TO BE DONE | Copy out all of the material below, requests included, and shift every point coordinate in the answers by adding 74 to each number.

SUPPLIED MATERIAL |
## START
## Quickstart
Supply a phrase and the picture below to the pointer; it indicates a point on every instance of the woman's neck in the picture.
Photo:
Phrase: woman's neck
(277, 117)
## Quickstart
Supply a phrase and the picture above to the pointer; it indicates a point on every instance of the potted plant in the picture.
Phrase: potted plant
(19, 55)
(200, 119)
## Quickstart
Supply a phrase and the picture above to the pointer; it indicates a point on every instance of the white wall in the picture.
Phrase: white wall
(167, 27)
## END
ANSWER BELOW |
## Quickstart
Supply a phrase and the picture below to the pointer; it indicates a point on every instance of the woman's neck in the picture.
Photo:
Phrase: woman's neck
(351, 191)
## Quickstart
Supply a phrase and the picture above to the pointer; it indicates a point on every instance of the potted plant in the picture.
Phrase: potted plant
(93, 129)
(274, 193)
## Quickstart
Supply a phrase and the picture above to the pointer; it indicates a point on every instance of the white wall in the picture.
Phrase: white wall
(241, 101)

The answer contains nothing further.